* _Task to carry out_: Count the lines in the items below that contain the string "jersey", with case mattering, and give only that number.

* _Given entries_:
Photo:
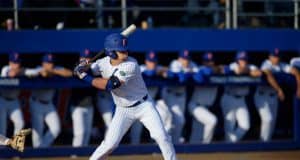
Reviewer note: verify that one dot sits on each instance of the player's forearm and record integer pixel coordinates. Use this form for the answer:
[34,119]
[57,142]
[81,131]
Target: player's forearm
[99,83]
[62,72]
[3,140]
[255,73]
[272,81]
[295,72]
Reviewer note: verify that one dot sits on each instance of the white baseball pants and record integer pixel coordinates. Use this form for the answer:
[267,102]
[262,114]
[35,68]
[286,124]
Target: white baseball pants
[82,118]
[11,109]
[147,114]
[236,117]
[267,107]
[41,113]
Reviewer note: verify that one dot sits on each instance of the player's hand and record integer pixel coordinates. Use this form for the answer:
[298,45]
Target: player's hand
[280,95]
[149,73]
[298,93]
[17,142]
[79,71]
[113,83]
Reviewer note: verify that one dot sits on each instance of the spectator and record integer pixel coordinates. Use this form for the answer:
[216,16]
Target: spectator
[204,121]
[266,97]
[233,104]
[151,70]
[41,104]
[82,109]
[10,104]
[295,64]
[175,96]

---

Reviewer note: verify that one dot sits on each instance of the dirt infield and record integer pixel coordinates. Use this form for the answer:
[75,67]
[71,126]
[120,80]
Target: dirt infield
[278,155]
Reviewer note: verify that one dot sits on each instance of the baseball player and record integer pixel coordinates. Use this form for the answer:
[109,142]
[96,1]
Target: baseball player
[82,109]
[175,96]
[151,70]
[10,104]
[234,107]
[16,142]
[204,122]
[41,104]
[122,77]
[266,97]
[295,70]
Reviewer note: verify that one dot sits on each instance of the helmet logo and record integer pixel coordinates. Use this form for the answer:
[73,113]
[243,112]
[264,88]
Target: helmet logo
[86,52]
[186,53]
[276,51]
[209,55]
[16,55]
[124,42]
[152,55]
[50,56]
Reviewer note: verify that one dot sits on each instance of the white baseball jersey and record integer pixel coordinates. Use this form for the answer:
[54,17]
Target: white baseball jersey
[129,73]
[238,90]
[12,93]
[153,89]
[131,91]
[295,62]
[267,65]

* _Response to the exercise_: 2